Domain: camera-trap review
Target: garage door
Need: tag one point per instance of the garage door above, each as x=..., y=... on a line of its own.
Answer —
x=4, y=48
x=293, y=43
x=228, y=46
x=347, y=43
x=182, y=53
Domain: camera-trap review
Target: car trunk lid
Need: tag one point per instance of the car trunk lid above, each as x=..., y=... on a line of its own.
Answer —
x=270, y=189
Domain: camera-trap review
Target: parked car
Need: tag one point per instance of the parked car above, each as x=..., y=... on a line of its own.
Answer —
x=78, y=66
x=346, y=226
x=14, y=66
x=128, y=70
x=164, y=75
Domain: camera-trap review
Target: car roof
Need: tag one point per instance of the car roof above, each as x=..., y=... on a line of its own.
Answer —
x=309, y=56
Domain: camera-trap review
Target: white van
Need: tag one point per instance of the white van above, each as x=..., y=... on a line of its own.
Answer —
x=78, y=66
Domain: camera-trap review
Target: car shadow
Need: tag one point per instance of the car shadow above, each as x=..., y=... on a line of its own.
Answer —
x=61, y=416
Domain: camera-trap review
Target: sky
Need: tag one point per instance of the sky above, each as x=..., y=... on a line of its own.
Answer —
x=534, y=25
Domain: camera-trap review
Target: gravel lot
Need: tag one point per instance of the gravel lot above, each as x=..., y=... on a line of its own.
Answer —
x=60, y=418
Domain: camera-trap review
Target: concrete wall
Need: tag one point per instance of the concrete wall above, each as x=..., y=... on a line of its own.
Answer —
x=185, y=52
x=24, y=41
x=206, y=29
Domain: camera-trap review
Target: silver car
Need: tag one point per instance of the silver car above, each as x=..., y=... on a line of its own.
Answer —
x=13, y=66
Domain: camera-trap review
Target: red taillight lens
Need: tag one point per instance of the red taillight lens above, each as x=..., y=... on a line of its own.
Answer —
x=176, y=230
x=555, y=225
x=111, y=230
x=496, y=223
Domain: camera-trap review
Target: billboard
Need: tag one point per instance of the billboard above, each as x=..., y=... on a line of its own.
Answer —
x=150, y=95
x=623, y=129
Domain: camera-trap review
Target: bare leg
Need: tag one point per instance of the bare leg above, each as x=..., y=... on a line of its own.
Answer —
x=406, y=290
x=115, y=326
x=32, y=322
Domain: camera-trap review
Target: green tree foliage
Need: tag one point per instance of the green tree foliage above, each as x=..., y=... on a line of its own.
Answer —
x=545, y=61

▶ **Exercise brief**: Rewrite every line of the entries above as a numbered list, leaving out any blank lines.

▶ **Worked solution**:
1. Domain: camera-trap review
2. Target: garage door
3. Need: tag one point per instance of the garage door above, each as x=..., y=... on a line of its own.
4. Answer —
5. x=4, y=48
6. x=293, y=43
7. x=228, y=46
8. x=347, y=43
9. x=182, y=53
10. Domain: camera-trap review
11. Target: car trunk lid
12. Need: tag one point per instance of the car trunk lid above, each as x=..., y=... on a line of its own.
13. Answer —
14. x=270, y=189
15. Domain: camera-trap review
16. Target: parked car
17. Need: tag one point per instance of the parked car above, each as x=..., y=... on a line of its own.
18. Answer —
19. x=78, y=66
20. x=346, y=226
21. x=14, y=66
22. x=128, y=70
23. x=164, y=75
24. Domain: camera-trap review
25. Target: car roof
26. Need: tag one point per instance of the car roof above, each as x=..., y=... on a line of its own.
27. Answer —
28. x=309, y=56
29. Domain: camera-trap review
30. Target: white van
31. Need: tag one point per instance of the white van above, each as x=..., y=... on a line of its own.
32. Answer —
33. x=78, y=66
34. Domain: camera-trap review
35. Target: car shadow
36. Need: tag one point per instance of the car shadow above, each as x=..., y=... on a line of its own.
37. Answer —
38. x=61, y=416
39. Domain: camera-trap review
40. Target: sky
41. Need: tag one point per instance of the sky above, each as x=..., y=... on a line of its own.
42. Answer —
43. x=534, y=25
44. Domain: camera-trap review
45. Target: gravel lot
46. Need: tag one point per instance of the gravel lot above, each as x=..., y=... on a line of its own.
47. Answer —
48. x=60, y=418
49. Domain: camera-trap review
50. Target: concrete wall
51. Need: tag one point per instance of the concrete wall above, each as x=..., y=... on a line of its own.
52. Answer —
53. x=185, y=52
54. x=24, y=41
55. x=206, y=29
56. Domain: camera-trap review
57. Target: silver car
58. Need: tag one point per instance of the silver car above, each as x=..., y=... on a line of its own.
59. Answer —
60. x=13, y=66
61. Domain: camera-trap review
62. Target: red taillight lens
63. Need: tag one point per instance of the red taillight lens above, each as x=..., y=... on a line of its own.
64. Answer —
65. x=176, y=230
66. x=555, y=225
67. x=111, y=230
68. x=496, y=223
69. Domain: camera-trap review
70. Target: billboard
71. Need: tag one point per instance of the billboard above, each as x=..., y=... on a line of its own.
72. Answer —
73. x=150, y=95
74. x=623, y=129
75. Domain: camera-trap review
76. Target: bare leg
77. Need: tag one point per instance of the bare leg above, each as x=..., y=... on a line of its own.
78. Answer —
79. x=406, y=290
80. x=115, y=326
81. x=32, y=322
82. Domain: camera-trap review
83. Target: green tree foliage
84. Need: tag one point per instance of the green tree foliage above, each as x=..., y=... on a line of its own.
85. Answer —
86. x=545, y=61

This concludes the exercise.